**SELECTED PASSAGE:**
The room was dark when I first entered the door. The curtains were drawn but they glowed a bright orange color from the sunlight trying to shine through on the other side. The room resembled murky pond water. I could see dust floating by in the room only appearing in my sight as they pass through random sunbeams streaming into the room.
My mother laid on a bed surrounded by various equipment on the left side of her bed. Everything was quiet with the exception of the occasional beeping of a monitor or the shuffling of my mother's body in her bed. I helped replace the bed covers that had shifted from sleep overnight. I could see that she is clothed in a hospital gown that revealed her pale naked body. There were only trace amounts of sweat present despite the distressed look on her face. Her hair was wiry and thin and all over her face. The chemotherapy was not enough to make all of her hair fall out but I would find a lot of hair on her bed and pillow.
Behind her head attached to the wall was a large plastic cylinder. It was filled with a dark liquid. Of all the times that I had been in this room, I had seen it grow and grow. It was the infected bile and fluids that were steadily being removed from my mother's stomach through a tub as the cancer progressed. The dark, ominous fluid grew with each passing hour before miraculously disappearing by the next day. There was also a bag of medicine and a bag of nutrients being given to her through an IV. There were two different areas on her arm that they ran the IV needles through: one at her wrist, the other on the top of her hand through the vein running along through the middle finger. The needle, from what I saw, was over an inch long and resembled a thick needle using for sewing thick fabrics.
My mother never spoke during the times that I visited her. She would open her eyes every once in a while as the nurse tried to feed her or to change her bed pan. Her eyes were hazy and vacant the entire time. I don't think she was consciously aware of the people in the room at any time.
On this day, her breathing was increasingly erratic. I saw her chest descend and finally rise slowly after what seemed like an eternity. I tried talking to my mother the first couple of days I visited her. She would sometimes open her eyes but she never spoke. I stopped trying to speak to her on this day. I focused on just watching her and holding her hand that was free on my tubes or needles. Around eight-thirty, she started coughing heavily and then went into sudden cardiac arrest. The doctor and nurses were called in right away to try and revive her. At this point, I was led away into the hallway. My father showed up shortly afterwards while the hospital staff were still in my mother's room. A person from the hospital asked to speak to me and my father. He showed me a form that showed us what options we had to choose from if my mother went into a coma and could not revived. I had to explain this to my father in Chinese since he did not understand English very well.
My mother passed away shortly after that. Her body still in the bed was rolled away from her room to the morgue downstairs. Her face was covered with a blanket. I went into her room to gather her belongings and saw how spacious the room was now that the bed was gone. The curtains had been partly opened and sunlight came in partially. The monitors and machines were still present making noises every once in a while.

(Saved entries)
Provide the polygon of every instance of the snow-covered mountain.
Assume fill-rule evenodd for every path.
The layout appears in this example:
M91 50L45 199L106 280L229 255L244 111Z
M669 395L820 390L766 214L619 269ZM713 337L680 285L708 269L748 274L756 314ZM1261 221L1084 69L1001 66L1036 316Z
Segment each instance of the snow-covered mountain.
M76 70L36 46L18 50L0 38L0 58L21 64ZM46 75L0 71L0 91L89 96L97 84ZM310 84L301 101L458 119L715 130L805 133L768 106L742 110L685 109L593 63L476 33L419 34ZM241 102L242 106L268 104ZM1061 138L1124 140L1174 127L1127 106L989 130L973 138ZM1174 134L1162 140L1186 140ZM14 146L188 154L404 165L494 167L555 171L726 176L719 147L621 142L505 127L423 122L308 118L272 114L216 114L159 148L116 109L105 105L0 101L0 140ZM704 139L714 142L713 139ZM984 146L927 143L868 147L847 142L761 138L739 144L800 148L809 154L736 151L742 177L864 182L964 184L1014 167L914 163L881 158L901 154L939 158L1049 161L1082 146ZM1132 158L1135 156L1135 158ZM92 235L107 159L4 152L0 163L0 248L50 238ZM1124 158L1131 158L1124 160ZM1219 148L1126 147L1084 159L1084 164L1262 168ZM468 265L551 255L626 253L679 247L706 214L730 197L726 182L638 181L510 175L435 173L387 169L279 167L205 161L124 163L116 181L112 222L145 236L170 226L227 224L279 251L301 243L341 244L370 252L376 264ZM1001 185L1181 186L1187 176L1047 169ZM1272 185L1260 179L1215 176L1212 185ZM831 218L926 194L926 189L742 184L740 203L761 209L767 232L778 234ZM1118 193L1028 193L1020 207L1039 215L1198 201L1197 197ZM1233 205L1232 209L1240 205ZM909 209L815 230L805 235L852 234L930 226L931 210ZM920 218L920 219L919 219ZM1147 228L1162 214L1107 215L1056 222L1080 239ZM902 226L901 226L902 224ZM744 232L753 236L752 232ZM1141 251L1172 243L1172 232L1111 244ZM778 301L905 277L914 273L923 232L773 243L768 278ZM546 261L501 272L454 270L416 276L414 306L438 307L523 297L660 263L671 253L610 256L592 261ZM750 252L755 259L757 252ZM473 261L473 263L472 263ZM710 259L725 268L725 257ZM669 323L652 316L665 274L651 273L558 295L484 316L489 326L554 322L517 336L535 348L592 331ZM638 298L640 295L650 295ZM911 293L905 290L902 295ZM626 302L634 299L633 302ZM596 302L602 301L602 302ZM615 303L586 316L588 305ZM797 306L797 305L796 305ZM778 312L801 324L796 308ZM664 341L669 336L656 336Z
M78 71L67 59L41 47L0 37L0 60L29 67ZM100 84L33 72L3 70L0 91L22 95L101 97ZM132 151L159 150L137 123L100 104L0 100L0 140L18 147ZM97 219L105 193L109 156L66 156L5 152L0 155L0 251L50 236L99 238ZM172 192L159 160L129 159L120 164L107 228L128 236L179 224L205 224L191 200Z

**ACTION ITEM A:** Extract from the account of the hospital room the part that opens with the words containing "My mother never" and closes with "at any time.".
**ACTION ITEM B:**
Answer these questions about the account of the hospital room.
(i) What color did the drawn curtains glow when the narrator first entered?
(ii) What were the contents of the plastic cylinder behind the mother's head?
(iii) In what language did the narrator explain the hospital form to the father?
The entries play no part in this.

**TASK SOLUTION A:**
My mother never spoke during the times that I visited her. She would open her eyes every once in a while as the nurse tried to feed her or to change her bed pan. Her eyes were hazy and vacant the entire time. I don't think she was consciously aware of the people in the room at any time.

**TASK SOLUTION B:**
(i) A bright orange color.
(ii) The infected bile and fluids being removed from the mother's stomach.
(iii) Chinese.